• [Task objective]: Could you return each line from the one bearing "of the tree" through the last line of the entries, exactly as it stands, with no pictures?

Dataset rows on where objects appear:
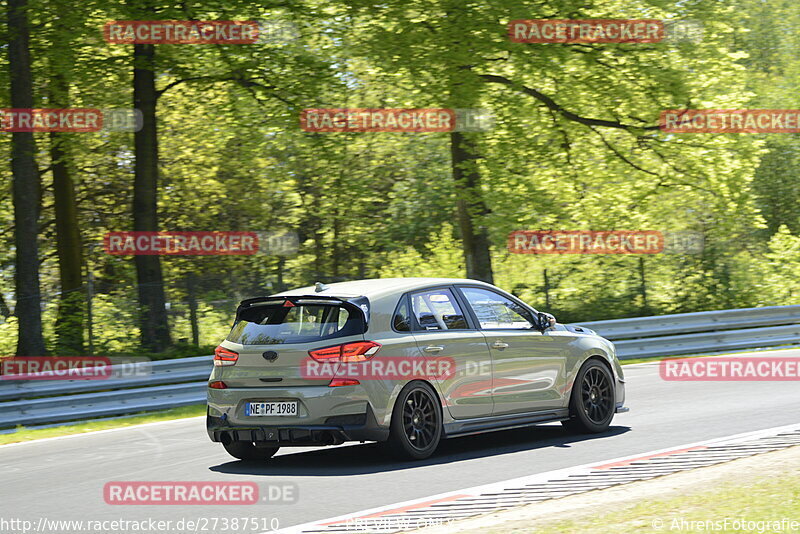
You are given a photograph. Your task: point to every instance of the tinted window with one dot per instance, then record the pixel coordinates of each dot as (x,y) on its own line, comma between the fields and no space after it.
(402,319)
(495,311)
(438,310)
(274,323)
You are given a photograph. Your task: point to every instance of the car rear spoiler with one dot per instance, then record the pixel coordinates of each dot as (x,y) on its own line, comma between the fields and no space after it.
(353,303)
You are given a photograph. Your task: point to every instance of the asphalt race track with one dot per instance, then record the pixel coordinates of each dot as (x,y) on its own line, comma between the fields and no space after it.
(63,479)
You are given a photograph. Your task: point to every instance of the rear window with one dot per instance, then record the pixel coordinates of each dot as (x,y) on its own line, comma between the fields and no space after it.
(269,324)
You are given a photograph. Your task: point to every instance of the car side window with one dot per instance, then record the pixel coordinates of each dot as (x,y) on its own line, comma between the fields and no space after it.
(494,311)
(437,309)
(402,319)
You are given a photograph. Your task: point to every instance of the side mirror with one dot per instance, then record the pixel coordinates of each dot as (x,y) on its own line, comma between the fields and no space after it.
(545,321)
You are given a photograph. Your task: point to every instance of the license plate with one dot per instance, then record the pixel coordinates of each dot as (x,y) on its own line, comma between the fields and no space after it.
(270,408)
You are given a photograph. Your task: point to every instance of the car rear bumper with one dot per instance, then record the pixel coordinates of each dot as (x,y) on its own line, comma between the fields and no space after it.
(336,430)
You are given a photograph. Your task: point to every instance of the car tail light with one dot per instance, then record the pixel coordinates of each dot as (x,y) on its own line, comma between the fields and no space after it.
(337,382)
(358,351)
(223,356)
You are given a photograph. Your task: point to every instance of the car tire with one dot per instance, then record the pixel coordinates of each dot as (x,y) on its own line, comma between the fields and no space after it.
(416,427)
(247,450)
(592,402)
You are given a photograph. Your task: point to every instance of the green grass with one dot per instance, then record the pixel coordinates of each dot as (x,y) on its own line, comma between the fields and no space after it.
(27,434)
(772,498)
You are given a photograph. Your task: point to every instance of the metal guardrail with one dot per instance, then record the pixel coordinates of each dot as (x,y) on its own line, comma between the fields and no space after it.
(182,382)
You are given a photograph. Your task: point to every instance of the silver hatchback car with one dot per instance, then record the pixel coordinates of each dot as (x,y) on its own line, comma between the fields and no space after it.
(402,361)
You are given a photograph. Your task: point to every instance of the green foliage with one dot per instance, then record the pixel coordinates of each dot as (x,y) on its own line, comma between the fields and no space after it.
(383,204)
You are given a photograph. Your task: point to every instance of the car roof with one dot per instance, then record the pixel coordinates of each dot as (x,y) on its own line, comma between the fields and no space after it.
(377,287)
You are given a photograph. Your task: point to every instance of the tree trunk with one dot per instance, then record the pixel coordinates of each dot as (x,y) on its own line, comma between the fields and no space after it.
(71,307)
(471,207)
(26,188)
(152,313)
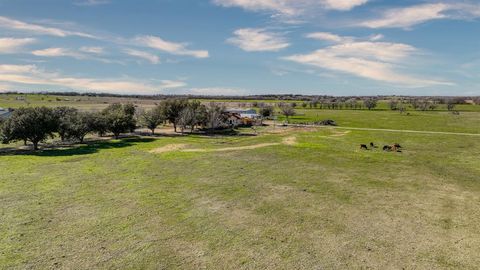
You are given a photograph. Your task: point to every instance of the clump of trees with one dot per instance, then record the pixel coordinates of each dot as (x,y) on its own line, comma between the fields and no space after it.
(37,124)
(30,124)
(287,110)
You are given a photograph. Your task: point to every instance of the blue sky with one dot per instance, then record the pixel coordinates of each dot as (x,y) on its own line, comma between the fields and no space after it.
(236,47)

• [Solution to this task]:
You are given a photograph. Your task: point to every instance of the tree trunk with one dot per instance, then record the pixel coordinates of each dot as (x,y) on its own line, comma between the fields and no space after it.
(71,307)
(471,207)
(26,188)
(152,313)
You are given a photograph. Your task: point to every instance of the clump of trees with one dot per instance, then record the pixel coordinates of each dot as (x,y) on its own line, comma between the fields and no space after it.
(37,124)
(30,124)
(287,110)
You are given a photograph. Your task: point to every instance of the blue sky with one dot per instance, then record the pixel coordinates of each dot as (x,y) on its own line, comma between the fields and no space after it.
(236,47)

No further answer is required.